** Start Records for the exercise **
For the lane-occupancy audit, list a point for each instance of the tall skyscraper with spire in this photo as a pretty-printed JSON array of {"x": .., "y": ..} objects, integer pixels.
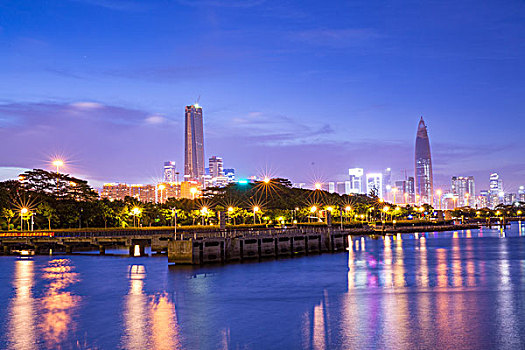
[
  {"x": 424, "y": 180},
  {"x": 194, "y": 143}
]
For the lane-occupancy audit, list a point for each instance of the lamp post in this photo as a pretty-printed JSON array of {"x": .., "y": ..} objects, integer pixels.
[
  {"x": 161, "y": 188},
  {"x": 204, "y": 212},
  {"x": 135, "y": 212},
  {"x": 313, "y": 209},
  {"x": 230, "y": 212},
  {"x": 58, "y": 163},
  {"x": 23, "y": 211},
  {"x": 255, "y": 210}
]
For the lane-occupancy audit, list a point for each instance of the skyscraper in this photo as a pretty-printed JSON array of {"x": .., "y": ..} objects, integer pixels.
[
  {"x": 169, "y": 172},
  {"x": 424, "y": 181},
  {"x": 356, "y": 180},
  {"x": 463, "y": 188},
  {"x": 374, "y": 184},
  {"x": 194, "y": 144},
  {"x": 216, "y": 166}
]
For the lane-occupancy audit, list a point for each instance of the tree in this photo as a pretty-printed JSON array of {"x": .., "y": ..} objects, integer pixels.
[
  {"x": 8, "y": 214},
  {"x": 46, "y": 211}
]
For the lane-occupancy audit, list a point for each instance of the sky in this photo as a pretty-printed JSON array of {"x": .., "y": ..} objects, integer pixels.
[{"x": 300, "y": 89}]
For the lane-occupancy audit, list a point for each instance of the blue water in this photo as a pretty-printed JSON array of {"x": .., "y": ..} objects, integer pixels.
[{"x": 450, "y": 290}]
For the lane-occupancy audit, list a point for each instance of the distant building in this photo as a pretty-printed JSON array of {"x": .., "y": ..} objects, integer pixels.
[
  {"x": 463, "y": 187},
  {"x": 484, "y": 199},
  {"x": 509, "y": 198},
  {"x": 115, "y": 191},
  {"x": 216, "y": 167},
  {"x": 374, "y": 184},
  {"x": 387, "y": 183},
  {"x": 400, "y": 193},
  {"x": 411, "y": 190},
  {"x": 356, "y": 180},
  {"x": 169, "y": 172},
  {"x": 230, "y": 174},
  {"x": 423, "y": 174},
  {"x": 194, "y": 143},
  {"x": 496, "y": 190},
  {"x": 190, "y": 189},
  {"x": 343, "y": 187}
]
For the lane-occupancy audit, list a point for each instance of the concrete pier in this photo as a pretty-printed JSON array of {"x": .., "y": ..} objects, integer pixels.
[{"x": 248, "y": 245}]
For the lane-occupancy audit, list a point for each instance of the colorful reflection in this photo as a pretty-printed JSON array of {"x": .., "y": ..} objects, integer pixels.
[
  {"x": 57, "y": 303},
  {"x": 150, "y": 321},
  {"x": 22, "y": 330}
]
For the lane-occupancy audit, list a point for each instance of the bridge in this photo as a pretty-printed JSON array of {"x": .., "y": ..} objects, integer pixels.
[{"x": 202, "y": 247}]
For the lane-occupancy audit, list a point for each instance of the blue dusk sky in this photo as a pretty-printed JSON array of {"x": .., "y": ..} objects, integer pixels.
[{"x": 304, "y": 89}]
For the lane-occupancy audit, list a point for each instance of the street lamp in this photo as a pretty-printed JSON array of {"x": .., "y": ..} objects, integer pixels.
[
  {"x": 135, "y": 212},
  {"x": 204, "y": 212},
  {"x": 394, "y": 192},
  {"x": 193, "y": 190},
  {"x": 255, "y": 210},
  {"x": 161, "y": 188},
  {"x": 58, "y": 163},
  {"x": 23, "y": 212}
]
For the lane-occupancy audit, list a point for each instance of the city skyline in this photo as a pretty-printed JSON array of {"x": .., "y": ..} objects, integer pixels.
[{"x": 266, "y": 107}]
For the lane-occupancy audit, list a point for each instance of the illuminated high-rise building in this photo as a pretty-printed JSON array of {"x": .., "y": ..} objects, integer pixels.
[
  {"x": 374, "y": 184},
  {"x": 169, "y": 172},
  {"x": 194, "y": 143},
  {"x": 356, "y": 180},
  {"x": 463, "y": 188},
  {"x": 424, "y": 180},
  {"x": 216, "y": 167}
]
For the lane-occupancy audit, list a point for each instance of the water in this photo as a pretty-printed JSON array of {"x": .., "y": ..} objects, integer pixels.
[{"x": 460, "y": 290}]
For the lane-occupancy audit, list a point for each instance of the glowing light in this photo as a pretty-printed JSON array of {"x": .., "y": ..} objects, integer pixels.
[{"x": 58, "y": 163}]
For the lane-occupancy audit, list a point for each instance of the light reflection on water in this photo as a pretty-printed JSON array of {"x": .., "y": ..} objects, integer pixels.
[{"x": 458, "y": 290}]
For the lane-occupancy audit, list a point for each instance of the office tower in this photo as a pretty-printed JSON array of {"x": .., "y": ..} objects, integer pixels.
[
  {"x": 374, "y": 184},
  {"x": 216, "y": 167},
  {"x": 343, "y": 187},
  {"x": 169, "y": 172},
  {"x": 230, "y": 174},
  {"x": 424, "y": 181},
  {"x": 400, "y": 192},
  {"x": 463, "y": 188},
  {"x": 194, "y": 143},
  {"x": 509, "y": 198},
  {"x": 411, "y": 190},
  {"x": 484, "y": 199},
  {"x": 356, "y": 180},
  {"x": 496, "y": 190},
  {"x": 387, "y": 183}
]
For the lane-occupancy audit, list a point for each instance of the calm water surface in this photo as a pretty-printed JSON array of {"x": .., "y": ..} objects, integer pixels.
[{"x": 450, "y": 290}]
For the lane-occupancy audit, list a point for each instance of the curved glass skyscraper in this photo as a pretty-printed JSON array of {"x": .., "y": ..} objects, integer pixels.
[
  {"x": 194, "y": 143},
  {"x": 424, "y": 181}
]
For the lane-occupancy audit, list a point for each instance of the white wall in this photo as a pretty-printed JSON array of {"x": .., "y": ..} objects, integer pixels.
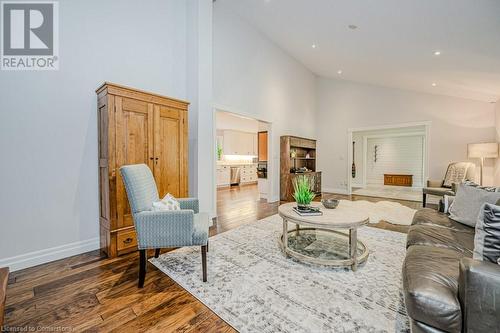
[
  {"x": 343, "y": 105},
  {"x": 199, "y": 93},
  {"x": 253, "y": 77},
  {"x": 48, "y": 124},
  {"x": 497, "y": 128},
  {"x": 228, "y": 121}
]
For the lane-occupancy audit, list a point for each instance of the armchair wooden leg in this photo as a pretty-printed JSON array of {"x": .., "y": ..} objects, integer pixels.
[
  {"x": 142, "y": 267},
  {"x": 204, "y": 262}
]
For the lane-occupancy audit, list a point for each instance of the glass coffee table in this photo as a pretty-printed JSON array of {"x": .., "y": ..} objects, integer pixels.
[{"x": 329, "y": 240}]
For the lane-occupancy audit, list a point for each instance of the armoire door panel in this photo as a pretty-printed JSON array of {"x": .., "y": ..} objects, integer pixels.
[
  {"x": 135, "y": 126},
  {"x": 134, "y": 137},
  {"x": 168, "y": 135}
]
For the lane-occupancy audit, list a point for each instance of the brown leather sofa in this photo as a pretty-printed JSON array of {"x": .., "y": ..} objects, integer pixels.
[{"x": 446, "y": 290}]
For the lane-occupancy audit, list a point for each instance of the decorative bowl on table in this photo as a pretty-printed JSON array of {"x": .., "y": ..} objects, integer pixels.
[{"x": 330, "y": 203}]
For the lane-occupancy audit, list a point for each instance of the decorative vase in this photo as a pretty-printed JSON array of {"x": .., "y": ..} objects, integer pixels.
[{"x": 302, "y": 206}]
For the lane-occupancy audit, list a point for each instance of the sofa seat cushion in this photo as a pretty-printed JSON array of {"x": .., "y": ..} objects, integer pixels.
[
  {"x": 432, "y": 216},
  {"x": 430, "y": 283},
  {"x": 439, "y": 236}
]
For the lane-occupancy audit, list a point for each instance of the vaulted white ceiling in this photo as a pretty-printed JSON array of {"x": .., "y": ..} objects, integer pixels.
[{"x": 393, "y": 44}]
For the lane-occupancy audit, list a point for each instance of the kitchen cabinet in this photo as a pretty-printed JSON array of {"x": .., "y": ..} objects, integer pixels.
[
  {"x": 239, "y": 143},
  {"x": 248, "y": 173},
  {"x": 223, "y": 175}
]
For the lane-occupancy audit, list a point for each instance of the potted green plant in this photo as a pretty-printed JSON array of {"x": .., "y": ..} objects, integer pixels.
[{"x": 303, "y": 193}]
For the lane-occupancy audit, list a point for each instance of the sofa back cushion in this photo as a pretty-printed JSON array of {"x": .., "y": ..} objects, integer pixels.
[
  {"x": 487, "y": 237},
  {"x": 468, "y": 202}
]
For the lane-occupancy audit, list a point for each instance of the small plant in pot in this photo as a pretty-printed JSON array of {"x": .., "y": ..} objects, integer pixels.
[{"x": 303, "y": 193}]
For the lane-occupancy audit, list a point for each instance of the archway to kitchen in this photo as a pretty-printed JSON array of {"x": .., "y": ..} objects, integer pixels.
[
  {"x": 243, "y": 153},
  {"x": 388, "y": 161}
]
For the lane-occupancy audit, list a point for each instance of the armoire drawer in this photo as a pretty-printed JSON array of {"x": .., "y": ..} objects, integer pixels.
[{"x": 126, "y": 239}]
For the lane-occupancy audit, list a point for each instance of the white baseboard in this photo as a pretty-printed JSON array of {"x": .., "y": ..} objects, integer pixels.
[
  {"x": 334, "y": 190},
  {"x": 47, "y": 255}
]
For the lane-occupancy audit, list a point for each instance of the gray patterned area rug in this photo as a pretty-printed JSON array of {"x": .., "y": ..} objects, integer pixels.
[{"x": 254, "y": 288}]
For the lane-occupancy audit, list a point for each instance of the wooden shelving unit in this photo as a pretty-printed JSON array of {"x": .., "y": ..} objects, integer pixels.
[{"x": 304, "y": 156}]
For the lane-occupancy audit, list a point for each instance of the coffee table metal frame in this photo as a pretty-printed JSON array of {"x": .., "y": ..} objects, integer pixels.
[{"x": 352, "y": 242}]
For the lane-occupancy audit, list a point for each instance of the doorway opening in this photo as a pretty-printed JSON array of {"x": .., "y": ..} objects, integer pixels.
[
  {"x": 389, "y": 161},
  {"x": 242, "y": 154}
]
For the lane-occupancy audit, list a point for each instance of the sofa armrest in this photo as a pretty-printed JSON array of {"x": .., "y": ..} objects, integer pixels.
[
  {"x": 479, "y": 295},
  {"x": 164, "y": 229},
  {"x": 190, "y": 203},
  {"x": 434, "y": 183}
]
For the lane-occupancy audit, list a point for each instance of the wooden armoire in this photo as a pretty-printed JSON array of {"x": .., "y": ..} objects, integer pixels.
[{"x": 134, "y": 127}]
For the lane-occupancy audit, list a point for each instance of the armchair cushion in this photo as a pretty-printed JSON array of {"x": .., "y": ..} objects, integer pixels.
[
  {"x": 140, "y": 185},
  {"x": 468, "y": 202},
  {"x": 190, "y": 203},
  {"x": 164, "y": 229},
  {"x": 434, "y": 183}
]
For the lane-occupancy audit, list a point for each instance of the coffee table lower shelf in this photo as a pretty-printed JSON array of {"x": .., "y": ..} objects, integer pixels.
[{"x": 324, "y": 247}]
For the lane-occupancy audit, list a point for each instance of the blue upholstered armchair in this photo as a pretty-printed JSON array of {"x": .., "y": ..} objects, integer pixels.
[{"x": 162, "y": 229}]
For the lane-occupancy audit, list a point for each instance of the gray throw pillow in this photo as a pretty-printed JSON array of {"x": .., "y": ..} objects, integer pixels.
[
  {"x": 487, "y": 237},
  {"x": 468, "y": 201}
]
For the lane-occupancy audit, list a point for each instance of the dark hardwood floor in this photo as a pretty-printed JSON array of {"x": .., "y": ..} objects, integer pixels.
[{"x": 89, "y": 292}]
** End Records for the exercise **
* _Directions for this task_:
Give the lines from the one containing "coffee table lower" through the end of the entries again, exactly as written and with no other lines.

* _Final result_:
For the lane-occupancy audit, list a point for each instance of the coffee table lower shelf in this photo as a pretty-printed JSON array of {"x": .., "y": ..} objects, integer pixels.
[{"x": 324, "y": 247}]
For the lane-occupancy audit, list a point for each instance of the blue upholstered armchair in this photo as a pretty-printed JSON array of {"x": .., "y": ..} objects, integer pixels.
[{"x": 162, "y": 229}]
For the lane-occupancy audit, list a point for each instance of the gray throw pillow in this photo as a pretty-printed JSON array of {"x": .., "y": ..} objects, integer pixels.
[
  {"x": 487, "y": 237},
  {"x": 468, "y": 201}
]
For the lane-occupancy audit, list a point for each instance of the dark hardwood floor in this photo as a pretty-printed JSON array of {"x": .., "y": ..} objects, integer pixels.
[{"x": 89, "y": 292}]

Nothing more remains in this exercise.